**PASSAGE AFFICHÉ**

On n'a sans doute pas assez conscience de la révolution que représenta l'arrivée du transport ferroviaire dans cette France du 19ème siècle. Avant le train, les voyages d'un point à l'autre du pays se comptaient en jours, voire en semaines. Avec le train, on se mit à parler en heures (13h pour un Paris - Bordeaux). Jamais dans l'histoire de l'humanité un tel bon en avant de cette importance ne s'était produit. Cela eut un rôle considérable dans ce que l'on appelle la Révolution Industrielle.

 

Pour la Charente, comme pour de nombreux départements français, l'acte de naissance du transport ferroviaire prend la forme d'une loi. Plus précisément la loi du 11 juin 1842 relative à l'établissement de grandes lignes de chemin de fer. Ce texte instaure le principe de la construction de chemins de fer de Paris vers les différentes frontières du royaume. Y compris, pour ce qui nous concerne, d'une ligne en direction de l'Espagne passant par Tours, Poitiers, Angoulême, Bordeaux et Bayonne.

Une autre loi, du 26 juillet 1844, met en place les adjudications et établit le montant du budget (54 millions de francs). Le coup d'envoi des travaux est donc proche.

 

En Charente, il est décidé de faire passer les voies par Ruffec, Luxé, Vouillac, Chalonnes, Angoulême, Les Alliers, La Couronne, Montmoreau, Chalais et Champagne. La gare occupera l'ancienne école de la Marine, non loin du quartier de l'Houmeau. L'ouvrage est d'importance puisque sur l'axe Angoulême - Montmoreau, le relief est relativement vallonné et le tracé nécessite de nombreux ouvrages d'art.

Le premier consiste à percer un tunnel de 750 mètres sous le plateau d'Angoulême. Puis ce sera le viaduc de Couteaubières et de nouveau un tunnel à Livernan sur plus de 1500 mètres. Le percement de ces tunnels causera la mort de 6 ouvriers. Mais les travaux avancent rapidement sur le tronçon Angoulême – Libourne. Si bien que dès 1848, il ne reste plus qu'à poser les rails. Mais comme la partie de Bordeaux à Libourne a pris du retard, les autorités et la Compagnie des chemins de fer de Bordeaux à Orléans en charge de la construction, ne jugent pas économiquement rentable de mettre la portion disponible en état de marche et d'en lancer l'explotation.

Si bien qu'il faut attendre juin 1852 pour que le tracé Bordeaux – Angoulême soit complétement terminé et que l'on puisse célébrer l'achèvement de la pose des rails, transportés par gabares sur leur lieux de stockage.

**À FAIRE**
[1] Recopiez le passage sur l'arrivée du train en Charente, de « Une autre loi, du » jusqu'à « nombreux ouvrages d'art. », ces deux bornes comprises.
[2] D'après le passage sur l'arrivée du train en Charente, quelle est la longueur du tunnel percé sous le plateau d'Angoulême ?

**LIGNES ENREGISTRÉES**
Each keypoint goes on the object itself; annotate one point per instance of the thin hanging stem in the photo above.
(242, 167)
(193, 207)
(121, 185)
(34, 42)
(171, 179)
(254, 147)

**RÉPONSES COMPLÈTES**
[1]
Une autre loi, du 26 juillet 1844, met en place les adjudications et établit le montant du budget (54 millions de francs). Le coup d'envoi des travaux est donc proche.

 

En Charente, il est décidé de faire passer les voies par Ruffec, Luxé, Vouillac, Chalonnes, Angoulême, Les Alliers, La Couronne, Montmoreau, Chalais et Champagne. La gare occupera l'ancienne école de la Marine, non loin du quartier de l'Houmeau. L'ouvrage est d'importance puisque sur l'axe Angoulême - Montmoreau, le relief est relativement vallonné et le tracé nécessite de nombreux ouvrages d'art.

[2] 750 mètres.